Extracted records

* * * * *

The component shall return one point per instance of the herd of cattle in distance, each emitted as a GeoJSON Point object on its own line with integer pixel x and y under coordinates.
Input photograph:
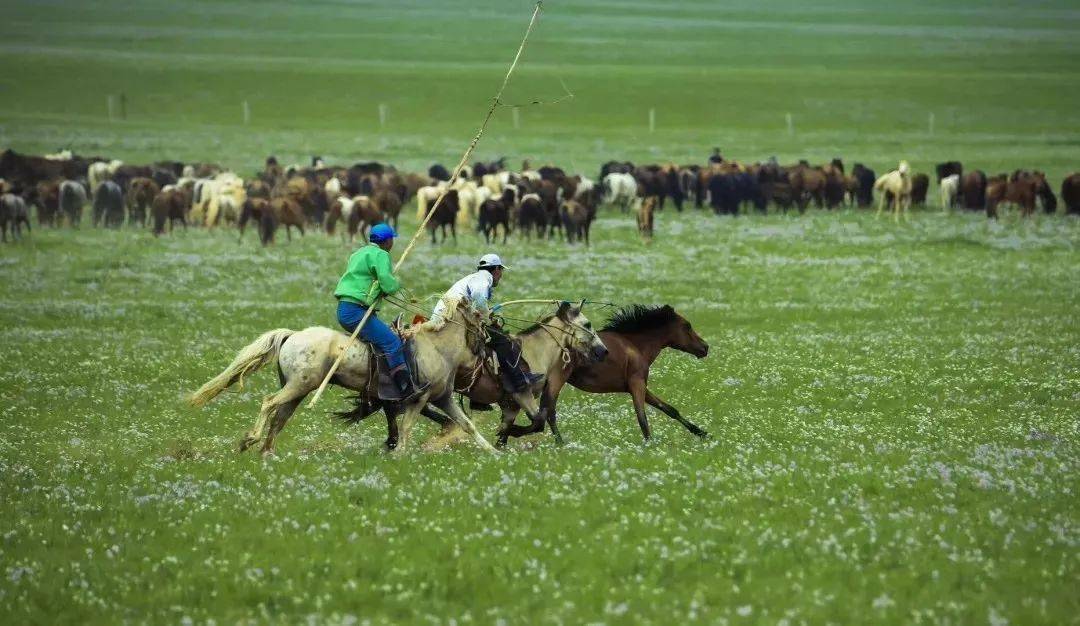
{"type": "Point", "coordinates": [543, 202]}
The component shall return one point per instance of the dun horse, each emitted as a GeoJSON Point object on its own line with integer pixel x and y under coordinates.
{"type": "Point", "coordinates": [547, 346]}
{"type": "Point", "coordinates": [305, 357]}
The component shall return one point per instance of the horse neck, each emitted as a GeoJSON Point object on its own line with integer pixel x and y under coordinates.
{"type": "Point", "coordinates": [542, 348]}
{"type": "Point", "coordinates": [649, 343]}
{"type": "Point", "coordinates": [448, 341]}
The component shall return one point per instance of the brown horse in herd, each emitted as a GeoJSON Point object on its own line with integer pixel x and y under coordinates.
{"type": "Point", "coordinates": [1022, 189]}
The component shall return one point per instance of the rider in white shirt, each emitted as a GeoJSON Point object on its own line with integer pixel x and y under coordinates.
{"type": "Point", "coordinates": [477, 289]}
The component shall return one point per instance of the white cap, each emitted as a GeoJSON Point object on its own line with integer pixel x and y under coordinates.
{"type": "Point", "coordinates": [490, 260]}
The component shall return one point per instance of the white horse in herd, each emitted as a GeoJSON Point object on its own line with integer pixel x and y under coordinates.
{"type": "Point", "coordinates": [899, 184]}
{"type": "Point", "coordinates": [620, 189]}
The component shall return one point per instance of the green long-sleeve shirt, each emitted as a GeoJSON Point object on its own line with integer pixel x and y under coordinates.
{"type": "Point", "coordinates": [369, 274]}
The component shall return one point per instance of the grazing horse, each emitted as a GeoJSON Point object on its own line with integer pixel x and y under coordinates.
{"type": "Point", "coordinates": [620, 189]}
{"type": "Point", "coordinates": [359, 213]}
{"type": "Point", "coordinates": [1022, 189]}
{"type": "Point", "coordinates": [949, 191]}
{"type": "Point", "coordinates": [282, 211]}
{"type": "Point", "coordinates": [530, 216]}
{"type": "Point", "coordinates": [426, 196]}
{"type": "Point", "coordinates": [973, 190]}
{"type": "Point", "coordinates": [865, 178]}
{"type": "Point", "coordinates": [808, 184]}
{"type": "Point", "coordinates": [254, 209]}
{"type": "Point", "coordinates": [109, 204]}
{"type": "Point", "coordinates": [645, 216]}
{"type": "Point", "coordinates": [140, 195]}
{"type": "Point", "coordinates": [445, 216]}
{"type": "Point", "coordinates": [896, 182]}
{"type": "Point", "coordinates": [389, 204]}
{"type": "Point", "coordinates": [920, 185]}
{"type": "Point", "coordinates": [72, 198]}
{"type": "Point", "coordinates": [1070, 193]}
{"type": "Point", "coordinates": [169, 206]}
{"type": "Point", "coordinates": [948, 168]}
{"type": "Point", "coordinates": [13, 212]}
{"type": "Point", "coordinates": [305, 357]}
{"type": "Point", "coordinates": [634, 338]}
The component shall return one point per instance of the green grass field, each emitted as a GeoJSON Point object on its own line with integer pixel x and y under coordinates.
{"type": "Point", "coordinates": [892, 408]}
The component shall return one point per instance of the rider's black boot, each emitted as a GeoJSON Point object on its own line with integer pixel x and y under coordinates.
{"type": "Point", "coordinates": [404, 382]}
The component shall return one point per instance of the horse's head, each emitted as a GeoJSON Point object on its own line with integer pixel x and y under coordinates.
{"type": "Point", "coordinates": [685, 338]}
{"type": "Point", "coordinates": [582, 338]}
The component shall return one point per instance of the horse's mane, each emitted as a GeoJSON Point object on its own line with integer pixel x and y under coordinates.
{"type": "Point", "coordinates": [639, 318]}
{"type": "Point", "coordinates": [536, 326]}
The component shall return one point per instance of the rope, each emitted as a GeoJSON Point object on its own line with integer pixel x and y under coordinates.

* * * * *

Return the lines from the one containing "horse's mane, each" through the last line of the records. Include both ends and nothing else.

The component shall return one point per instance of the horse's mane, each emitted as a GeoJSON Point object on its own line with integer pixel x and y under coordinates.
{"type": "Point", "coordinates": [639, 318]}
{"type": "Point", "coordinates": [536, 326]}
The component shall return one point per instance of the rope, each emitted as a GeoJSON Point object on its own line with integer pixel x and y under coordinates.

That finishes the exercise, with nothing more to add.